▶ _REQUEST_
Write out all of the entries that follow, word for word, but skip the pictures.

◆ ◆ ◆

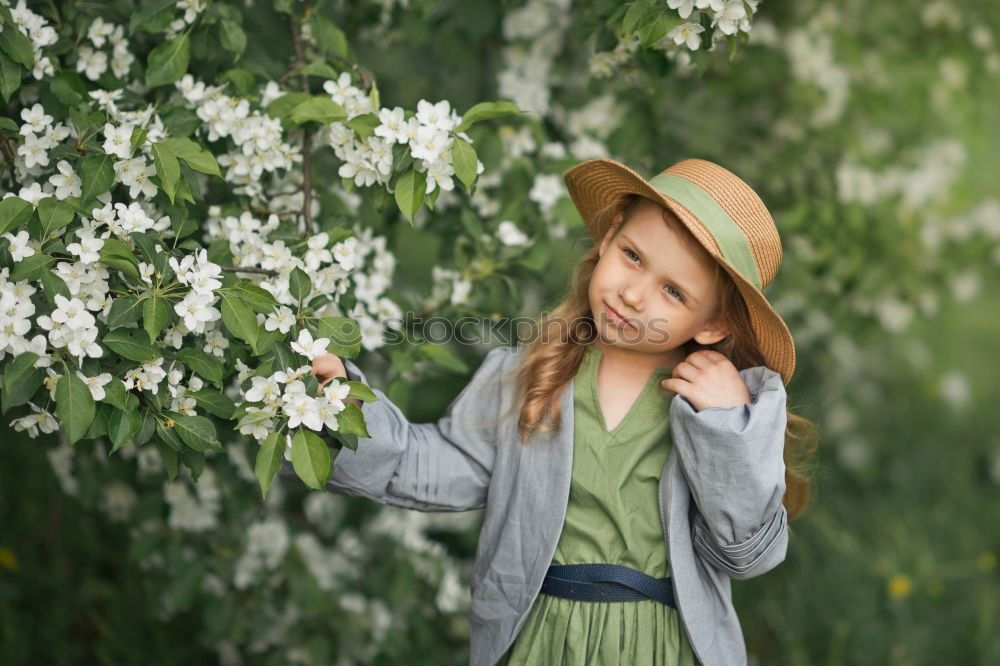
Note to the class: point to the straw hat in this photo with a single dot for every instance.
(722, 212)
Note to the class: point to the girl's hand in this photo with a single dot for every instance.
(708, 379)
(328, 366)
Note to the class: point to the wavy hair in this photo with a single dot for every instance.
(552, 359)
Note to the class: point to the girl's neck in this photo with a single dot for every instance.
(636, 363)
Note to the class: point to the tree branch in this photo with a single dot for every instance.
(306, 134)
(249, 269)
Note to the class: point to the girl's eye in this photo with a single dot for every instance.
(630, 253)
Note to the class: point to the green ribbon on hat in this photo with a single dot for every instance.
(733, 244)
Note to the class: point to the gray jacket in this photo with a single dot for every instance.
(720, 496)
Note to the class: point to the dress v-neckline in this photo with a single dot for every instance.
(594, 354)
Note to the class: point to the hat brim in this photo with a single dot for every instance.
(595, 184)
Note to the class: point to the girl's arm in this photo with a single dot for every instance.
(733, 460)
(442, 466)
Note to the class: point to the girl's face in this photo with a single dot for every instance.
(661, 287)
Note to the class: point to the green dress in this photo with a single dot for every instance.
(613, 516)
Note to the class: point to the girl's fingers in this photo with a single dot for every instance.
(674, 385)
(685, 370)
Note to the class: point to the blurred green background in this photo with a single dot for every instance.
(871, 132)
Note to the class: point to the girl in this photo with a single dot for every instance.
(632, 460)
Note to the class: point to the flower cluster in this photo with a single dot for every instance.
(259, 147)
(283, 395)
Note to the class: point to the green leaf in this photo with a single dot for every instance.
(132, 344)
(242, 80)
(364, 125)
(168, 62)
(198, 432)
(116, 394)
(169, 457)
(464, 160)
(147, 427)
(116, 254)
(258, 298)
(10, 77)
(193, 460)
(167, 168)
(299, 284)
(328, 37)
(13, 213)
(653, 30)
(282, 107)
(361, 392)
(154, 316)
(352, 421)
(320, 109)
(410, 190)
(283, 357)
(74, 406)
(124, 310)
(193, 154)
(311, 459)
(234, 39)
(206, 365)
(17, 45)
(52, 284)
(122, 426)
(68, 87)
(138, 138)
(169, 436)
(21, 380)
(344, 334)
(638, 13)
(214, 402)
(239, 319)
(269, 461)
(54, 215)
(98, 175)
(486, 111)
(152, 16)
(321, 69)
(31, 268)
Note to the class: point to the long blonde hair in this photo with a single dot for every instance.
(552, 359)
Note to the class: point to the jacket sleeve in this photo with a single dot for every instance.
(441, 466)
(733, 461)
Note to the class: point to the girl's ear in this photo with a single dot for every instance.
(711, 333)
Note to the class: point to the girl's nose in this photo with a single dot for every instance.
(631, 296)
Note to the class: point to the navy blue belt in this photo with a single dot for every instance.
(606, 582)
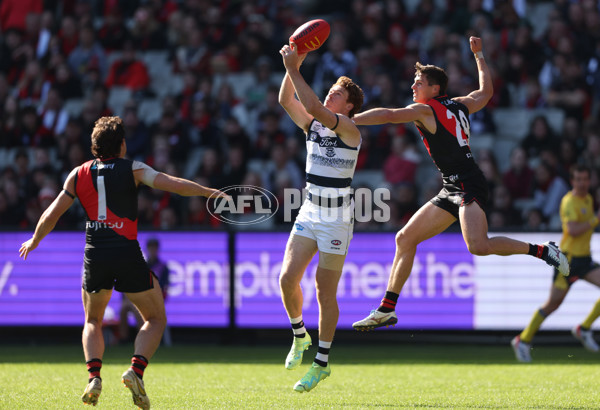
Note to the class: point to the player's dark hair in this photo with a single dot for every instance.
(434, 74)
(355, 94)
(107, 137)
(579, 168)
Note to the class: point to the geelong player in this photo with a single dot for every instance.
(107, 188)
(326, 218)
(578, 223)
(444, 126)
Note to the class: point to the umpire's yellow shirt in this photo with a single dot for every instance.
(576, 209)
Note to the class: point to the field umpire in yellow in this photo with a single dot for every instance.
(578, 223)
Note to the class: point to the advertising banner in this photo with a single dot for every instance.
(46, 289)
(448, 288)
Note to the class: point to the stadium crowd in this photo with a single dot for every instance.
(196, 83)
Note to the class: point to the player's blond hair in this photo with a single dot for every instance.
(355, 94)
(107, 137)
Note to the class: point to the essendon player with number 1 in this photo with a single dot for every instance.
(107, 188)
(444, 126)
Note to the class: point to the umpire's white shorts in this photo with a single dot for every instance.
(331, 228)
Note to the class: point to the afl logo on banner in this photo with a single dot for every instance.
(247, 205)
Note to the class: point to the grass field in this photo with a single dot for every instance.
(363, 376)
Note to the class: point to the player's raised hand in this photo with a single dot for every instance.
(27, 247)
(291, 59)
(476, 44)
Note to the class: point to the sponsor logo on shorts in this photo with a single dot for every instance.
(95, 225)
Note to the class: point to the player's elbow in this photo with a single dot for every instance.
(312, 107)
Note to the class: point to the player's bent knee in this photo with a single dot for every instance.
(478, 249)
(404, 241)
(287, 283)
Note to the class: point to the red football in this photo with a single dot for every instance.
(310, 36)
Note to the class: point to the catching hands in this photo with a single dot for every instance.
(27, 247)
(291, 59)
(476, 44)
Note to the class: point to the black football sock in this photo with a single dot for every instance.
(388, 303)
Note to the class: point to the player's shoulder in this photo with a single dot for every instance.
(568, 200)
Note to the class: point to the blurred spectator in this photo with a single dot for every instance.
(269, 133)
(540, 137)
(54, 117)
(281, 165)
(88, 60)
(30, 129)
(197, 213)
(13, 13)
(235, 167)
(68, 35)
(10, 121)
(487, 162)
(535, 221)
(211, 168)
(194, 54)
(502, 204)
(401, 165)
(549, 189)
(67, 85)
(137, 134)
(31, 84)
(335, 62)
(146, 30)
(113, 33)
(128, 71)
(518, 179)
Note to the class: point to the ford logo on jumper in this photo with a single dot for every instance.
(247, 205)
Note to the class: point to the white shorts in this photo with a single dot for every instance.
(331, 228)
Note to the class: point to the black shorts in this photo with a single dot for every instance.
(580, 267)
(460, 190)
(122, 268)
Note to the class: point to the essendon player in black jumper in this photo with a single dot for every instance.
(445, 129)
(107, 188)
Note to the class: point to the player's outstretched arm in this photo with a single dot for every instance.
(183, 187)
(51, 215)
(292, 106)
(376, 116)
(478, 99)
(309, 100)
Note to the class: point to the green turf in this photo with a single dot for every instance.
(363, 376)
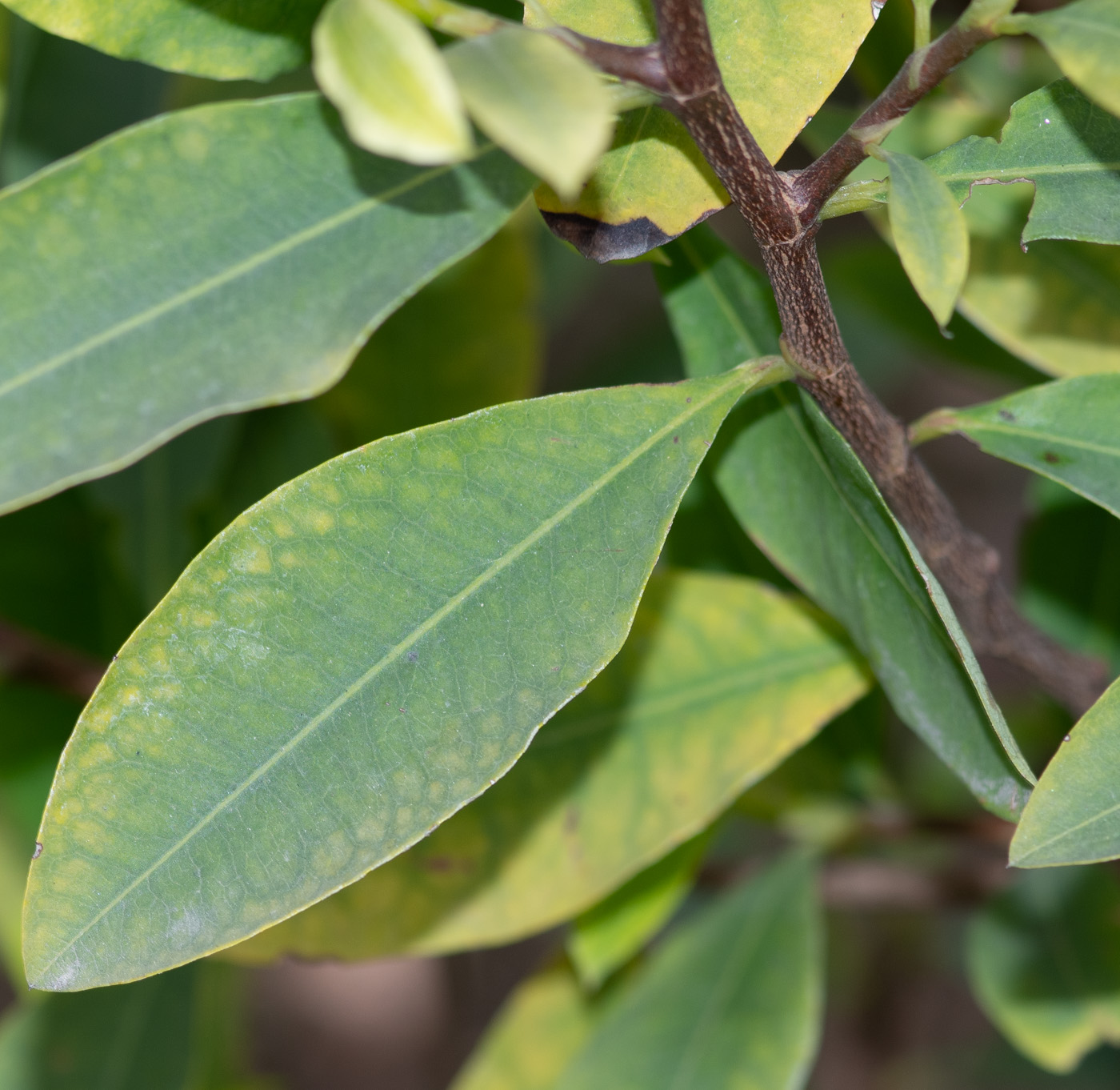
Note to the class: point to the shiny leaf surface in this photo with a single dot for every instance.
(1044, 963)
(786, 474)
(534, 97)
(653, 182)
(1073, 815)
(1064, 431)
(720, 679)
(731, 1000)
(392, 86)
(223, 39)
(349, 663)
(209, 261)
(930, 232)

◆ ◆ ◆

▶ _THE REPLY_
Note to the class: point to the straw hat in this photo with a single dot for every instance.
(722, 212)
Note to the class: point to the girl's hand in this photo with a single dot for every instance.
(708, 379)
(328, 366)
Note to the class: point to the wavy hair in this photo with a single dot for every instance.
(552, 359)
Note to the class: point to the girl's neck in this photo with a single dot for every instance.
(636, 363)
Note to the class: point to the tree branch in this photo with a single dot for every instance.
(306, 134)
(249, 269)
Note to the class: point to the girl's eye in this photo with a single dot for every instance.
(630, 253)
Note to the class: point to the green ribbon on hat in this photo with a single dot for every instance.
(733, 244)
Note to the class: point to the gray jacket in this photo with a single dot for every instance.
(720, 496)
Note to the class: point to the dress v-neckline in this photo with a single dot for every instance.
(594, 354)
Note to the class: point to the hat brim in this photo with a single dot for every instance.
(595, 184)
Note to the class: point to the girl's arm in this photo with a single dot for every instance.
(733, 460)
(442, 466)
Note to the class: point to the girl's face in this photo with a single dot for every instance.
(661, 287)
Note to the class: point to the green dress in this photo with a single dot for every instance.
(613, 516)
Note to the class: point to the girl's fingers in this photo with a single dot for every instance.
(674, 385)
(685, 370)
Note to the class: point to the blurred green background in this photo with a single dot for every instance.
(871, 132)
Note to the class: point to the girl in this photo with a single dot for every instance.
(632, 460)
Note to the class: point to the flower cluster in this photo with a single dot for every instance.
(259, 147)
(283, 395)
Note to the class: point to the green leaf in this photo with a single dot for every instance.
(132, 344)
(242, 80)
(364, 125)
(168, 62)
(198, 432)
(116, 394)
(169, 457)
(464, 160)
(147, 427)
(116, 254)
(258, 298)
(10, 77)
(193, 460)
(167, 168)
(299, 284)
(328, 37)
(13, 213)
(653, 30)
(282, 107)
(361, 392)
(154, 316)
(352, 421)
(320, 109)
(410, 190)
(283, 357)
(74, 406)
(124, 310)
(193, 154)
(311, 459)
(234, 39)
(206, 365)
(17, 45)
(52, 284)
(122, 426)
(68, 87)
(138, 138)
(169, 436)
(21, 380)
(344, 334)
(638, 13)
(214, 402)
(239, 319)
(269, 461)
(54, 215)
(98, 175)
(486, 111)
(152, 16)
(321, 69)
(31, 268)
Note to the class: point to the long blonde hair in this photo with a single dot for every instance.
(552, 359)
Note to the class: point to the jacket sleeve in this photo with a single dot for every instance.
(441, 466)
(733, 461)
Note to the class: point to the girl's ear in this photo with a single dot for every instance.
(711, 333)
Note to the class: point to the girl's nose in this photo with a single dot for every instance.
(631, 296)
Note to the class: point to the navy blue belt in this photo with a single dot for every instance.
(606, 582)
Note to the class: point to the player's dark hair in this photo with a single dot for every instance.
(434, 74)
(355, 94)
(107, 137)
(579, 168)
Note to the class: point to the geelong player in this photo with a single dot for every instance.
(107, 188)
(326, 218)
(578, 223)
(444, 126)
Note to the class: point to the umpire's yellow shirt in this photo with a single dot for every instance.
(576, 209)
Note to the class: point to the field umpire in yellow in this photo with a single dot for every instance.
(578, 223)
Note to the class: point to the advertising banner in this photo with a single dot for every instance.
(46, 289)
(448, 288)
Note to the class: point to the stadium crowd in this photo with a single dot for every instance.
(196, 83)
Note to the class: point to the player's blond hair in this photo with a single dot for every instance.
(355, 94)
(107, 137)
Note to the class: point to the essendon player with number 1 in this photo with a single dot for every instance.
(107, 188)
(444, 126)
Note to the class: point to the umpire's white shorts in this photo with a single dot for every instance.
(331, 228)
Note to the class: point to the afl logo on banner in this photo with a single dot for every instance.
(247, 205)
Note to the class: point to the grass field in this photo with a single dot for every instance.
(363, 376)
Note to the class: point to the player's raised hand in this photo with a single dot for every instance.
(27, 247)
(291, 59)
(476, 44)
Note to the class: point to the sponsor logo on shorts in this photo with a single dot for every instance.
(95, 225)
Note to the class: point to the player's elbow in this photo with a single dot for every instance.
(312, 107)
Note to the class: point to the player's bent knee in this photo with a single dot for every instance.
(478, 249)
(404, 241)
(287, 283)
Note to the class: point to the red football in this photo with a single dot for every instance.
(310, 36)
Note to the class: point to the catching hands in this photo with a single dot for every instance.
(27, 247)
(291, 59)
(476, 44)
Note to the class: point to the black football sock in this photo with a single dot for every instance.
(388, 303)
Note to the class: point to the player's shoulder in this photo with a single dot for every instance.
(568, 200)
Note to the class: point to the blurred spectator in this photo with a single dot for every instance.
(269, 133)
(540, 137)
(54, 117)
(281, 165)
(88, 60)
(30, 129)
(197, 213)
(13, 13)
(235, 167)
(68, 35)
(10, 121)
(487, 162)
(535, 221)
(211, 168)
(194, 54)
(502, 204)
(401, 165)
(549, 189)
(67, 85)
(137, 134)
(31, 84)
(335, 62)
(146, 30)
(113, 33)
(128, 71)
(518, 179)
Note to the class: point to the ford logo on jumper in this photo with a single dot for every instance.
(247, 205)
Note to the class: point to the white shorts in this photo with a single dot for every instance.
(331, 228)
Note to the class: point to the black shorts in this photo with a single dot for every instance.
(580, 267)
(460, 190)
(122, 268)
Note to the class: point to the essendon player in black jumper in this photo with a single dot for every instance.
(445, 129)
(107, 188)
Note to the class: point to the player's outstretched arm in this photo with a single dot for every instance.
(183, 187)
(51, 215)
(292, 106)
(376, 116)
(478, 99)
(309, 100)
Note to the class: point to the green turf in this photo with a single dot for every instance.
(363, 376)
Note to the class: point to the shiny leaf surface in this photo with a single dot for every instance.
(1044, 963)
(786, 474)
(534, 97)
(653, 182)
(1073, 815)
(1064, 431)
(720, 679)
(731, 1000)
(392, 86)
(223, 39)
(349, 663)
(209, 261)
(930, 232)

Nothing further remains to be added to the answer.